- [作業要件]:
A) 中国蒙牛乳業に関する抜粋から、「中国株への投資を始めてみたい」で始まり「夏季五輪が開催された年です。」に至るまでの箇所を書き写してください。
B) メラミン事件を扱った抜粋にある「2008年と言えば、ちょうど北京で夏季五輪が開催された年です。」という一文を英語に訳してください。
**** 選定抜粋 ****
中国株の銘柄選び

香港市場の主要銘柄:中国蒙牛乳業(5) 業界を揺るがした08年のメラミン事件、巨額の赤字で経営危機に

中国株への投資を始めてみたいけど、どんな銘柄に投資していいか分からない。そんな場合は、香港市場を代表する株価指数であるハンセン指数の構成銘柄の中から探してみるのが基本中の基本。ハンセン指数に選ばれる銘柄の中には、世界的な大企業もあれば、個性的で魅力的な銘柄もたくさん集まっています。このシリーズでは、香港市場の主要銘柄をハンセン指数の構成銘柄の中から選んで紹介していきます。今回は中国の乳業大手、中国蒙牛乳業(02319)の続きです。


▼参考

中国株の銘柄選び 中国株ビギナーがまず選ぶのはこれ!ハンセン指数は基本中の基本


乳製品業界に激震、2008年のメラミン事件


絶好調の中国蒙牛乳業(02319)でしたが、2008年に業界に深刻な打撃を与える大事件がおきます。メラミン事件です。2008年と言えば、ちょうど北京で夏季五輪が開催された年です。


河北省石家荘を拠点とする大手粉ミルクメーカーの三鹿が製造した粉ミルクからメラミンが検出され、それを飲んだ子供が死亡するという事件が発生したのです。メラミンは窒素元素を大量に含む有機窒素化合物で、メラミン樹脂として主に工業用途で幅広く使われています。


しかし、食品として大量に体内に取り込むと腎不全などを引き起こし、健康被害につながる可能性が指摘されていました。食品中のタンパク質含有量は通常、窒素含有量で測定するため、メラミンを加えることで見かけのタンパク質含有量を増やすことができます。要するに水増しの偽装を行っていたのです。


死者が出たことで業界に激震が走ります。中国当局もすぐに調査に乗り出します。調査の結果は驚くべきものでした。三鹿だけでなく、他社の乳製品からも次々とメラミンが検出されたのです。そこには内蒙古伊利実業集団(600887)や蒙牛など大手も含まれていました。
**** データ一覧 ****
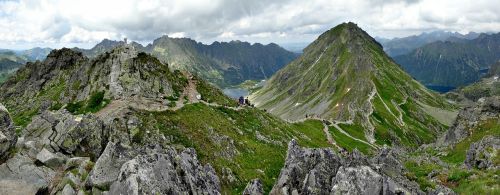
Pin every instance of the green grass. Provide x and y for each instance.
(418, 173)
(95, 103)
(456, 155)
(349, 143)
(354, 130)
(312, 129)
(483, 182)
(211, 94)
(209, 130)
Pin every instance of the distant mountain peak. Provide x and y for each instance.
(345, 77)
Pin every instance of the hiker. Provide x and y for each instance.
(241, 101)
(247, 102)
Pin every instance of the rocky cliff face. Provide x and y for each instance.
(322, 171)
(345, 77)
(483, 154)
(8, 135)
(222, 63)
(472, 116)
****
**** データ一覧 ****
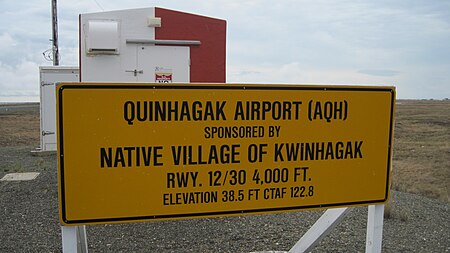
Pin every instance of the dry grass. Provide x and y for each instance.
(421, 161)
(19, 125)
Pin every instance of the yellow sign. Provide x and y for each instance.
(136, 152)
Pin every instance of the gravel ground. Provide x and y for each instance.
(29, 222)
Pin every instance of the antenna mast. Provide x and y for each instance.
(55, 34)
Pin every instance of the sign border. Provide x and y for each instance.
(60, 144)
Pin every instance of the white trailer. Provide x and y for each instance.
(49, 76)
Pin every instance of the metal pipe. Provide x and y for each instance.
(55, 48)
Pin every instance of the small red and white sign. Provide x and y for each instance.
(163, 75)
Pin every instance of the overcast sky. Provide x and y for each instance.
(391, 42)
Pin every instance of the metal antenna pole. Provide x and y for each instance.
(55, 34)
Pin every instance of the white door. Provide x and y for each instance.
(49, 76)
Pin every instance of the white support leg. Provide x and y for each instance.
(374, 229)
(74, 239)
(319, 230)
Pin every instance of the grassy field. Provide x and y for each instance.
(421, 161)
****
- [出力結果]:
A)
中国株への投資を始めてみたいけど、どんな銘柄に投資していいか分からない。そんな場合は、香港市場を代表する株価指数であるハンセン指数の構成銘柄の中から探してみるのが基本中の基本。ハンセン指数に選ばれる銘柄の中には、世界的な大企業もあれば、個性的で魅力的な銘柄もたくさん集まっています。このシリーズでは、香港市場の主要銘柄をハンセン指数の構成銘柄の中から選んで紹介していきます。今回は中国の乳業大手、中国蒙牛乳業(02319)の続きです。


▼参考

中国株の銘柄選び 中国株ビギナーがまず選ぶのはこれ!ハンセン指数は基本中の基本


乳製品業界に激震、2008年のメラミン事件


絶好調の中国蒙牛乳業(02319)でしたが、2008年に業界に深刻な打撃を与える大事件がおきます。メラミン事件です。2008年と言えば、ちょうど北京で夏季五輪が開催された年です。

B) Speaking of 2008, that was precisely the year the Summer Olympics were held in Beijing.